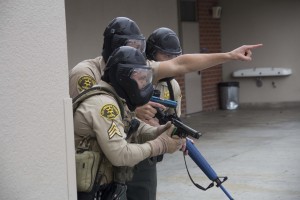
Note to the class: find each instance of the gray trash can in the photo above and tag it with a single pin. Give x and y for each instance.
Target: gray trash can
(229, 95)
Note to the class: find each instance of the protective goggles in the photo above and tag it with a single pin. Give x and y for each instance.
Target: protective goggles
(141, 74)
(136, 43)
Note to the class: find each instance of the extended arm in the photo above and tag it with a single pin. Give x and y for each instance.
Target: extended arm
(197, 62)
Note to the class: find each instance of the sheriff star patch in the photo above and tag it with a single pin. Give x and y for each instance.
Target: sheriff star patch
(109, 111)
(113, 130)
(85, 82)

++++++++

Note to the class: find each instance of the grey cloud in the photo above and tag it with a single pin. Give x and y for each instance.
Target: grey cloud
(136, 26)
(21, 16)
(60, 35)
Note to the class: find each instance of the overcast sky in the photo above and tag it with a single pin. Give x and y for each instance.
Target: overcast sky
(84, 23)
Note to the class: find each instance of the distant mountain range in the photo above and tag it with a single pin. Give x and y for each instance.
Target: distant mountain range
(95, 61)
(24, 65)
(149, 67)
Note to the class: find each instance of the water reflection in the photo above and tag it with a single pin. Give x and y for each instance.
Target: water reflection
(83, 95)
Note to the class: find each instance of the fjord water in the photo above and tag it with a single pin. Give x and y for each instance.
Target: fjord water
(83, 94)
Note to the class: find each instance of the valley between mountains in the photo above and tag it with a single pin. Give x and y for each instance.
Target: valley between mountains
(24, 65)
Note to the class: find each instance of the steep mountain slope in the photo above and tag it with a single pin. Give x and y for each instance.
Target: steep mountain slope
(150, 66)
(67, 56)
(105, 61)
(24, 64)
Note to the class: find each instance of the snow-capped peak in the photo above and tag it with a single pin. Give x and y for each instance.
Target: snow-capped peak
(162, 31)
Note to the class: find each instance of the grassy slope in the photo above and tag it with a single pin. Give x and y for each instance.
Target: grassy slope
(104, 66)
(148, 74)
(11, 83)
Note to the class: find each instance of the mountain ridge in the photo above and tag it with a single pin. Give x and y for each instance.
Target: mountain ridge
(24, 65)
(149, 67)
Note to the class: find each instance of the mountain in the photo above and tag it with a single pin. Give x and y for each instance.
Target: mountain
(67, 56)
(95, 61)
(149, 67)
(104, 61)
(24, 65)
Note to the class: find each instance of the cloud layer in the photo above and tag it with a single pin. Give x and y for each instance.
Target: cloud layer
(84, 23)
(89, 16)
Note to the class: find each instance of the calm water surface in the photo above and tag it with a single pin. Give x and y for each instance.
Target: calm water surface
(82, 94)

++++++++

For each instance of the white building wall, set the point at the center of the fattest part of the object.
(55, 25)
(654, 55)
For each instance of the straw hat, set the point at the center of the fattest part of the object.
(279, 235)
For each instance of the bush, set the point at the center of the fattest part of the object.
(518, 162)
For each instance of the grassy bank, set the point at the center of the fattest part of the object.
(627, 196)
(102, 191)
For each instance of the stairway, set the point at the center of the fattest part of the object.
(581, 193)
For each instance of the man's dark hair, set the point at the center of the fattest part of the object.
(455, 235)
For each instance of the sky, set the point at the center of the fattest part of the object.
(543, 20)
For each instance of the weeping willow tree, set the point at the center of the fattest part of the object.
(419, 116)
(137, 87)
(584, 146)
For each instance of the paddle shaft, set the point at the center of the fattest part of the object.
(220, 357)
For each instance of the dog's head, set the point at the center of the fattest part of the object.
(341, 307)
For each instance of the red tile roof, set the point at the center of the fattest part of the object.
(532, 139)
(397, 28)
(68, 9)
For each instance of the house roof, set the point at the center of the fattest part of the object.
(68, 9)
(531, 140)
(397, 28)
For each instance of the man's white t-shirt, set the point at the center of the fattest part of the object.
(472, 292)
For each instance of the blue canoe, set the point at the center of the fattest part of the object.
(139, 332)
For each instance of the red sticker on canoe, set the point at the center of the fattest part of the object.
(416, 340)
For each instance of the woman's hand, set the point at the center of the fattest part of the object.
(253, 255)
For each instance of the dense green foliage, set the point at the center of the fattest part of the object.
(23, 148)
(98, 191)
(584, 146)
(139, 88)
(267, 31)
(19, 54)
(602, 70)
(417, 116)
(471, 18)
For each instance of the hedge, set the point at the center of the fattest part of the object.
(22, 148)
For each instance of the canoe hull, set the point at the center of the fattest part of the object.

++++++++

→ Description of the task:
Pull out every line of the records above that contains the string "slope". Treat uppercase and lowercase as different.

→ Solution:
Note to the class: find each instance of the steep mountain slope in the photo above and tag it with a single pin. Give x and y for each instance.
Target: steep mountain slope
Note to the class: find each instance of the grassy slope in the photo above and tag it with a single pin. Give x and y for each instance.
Target: grassy slope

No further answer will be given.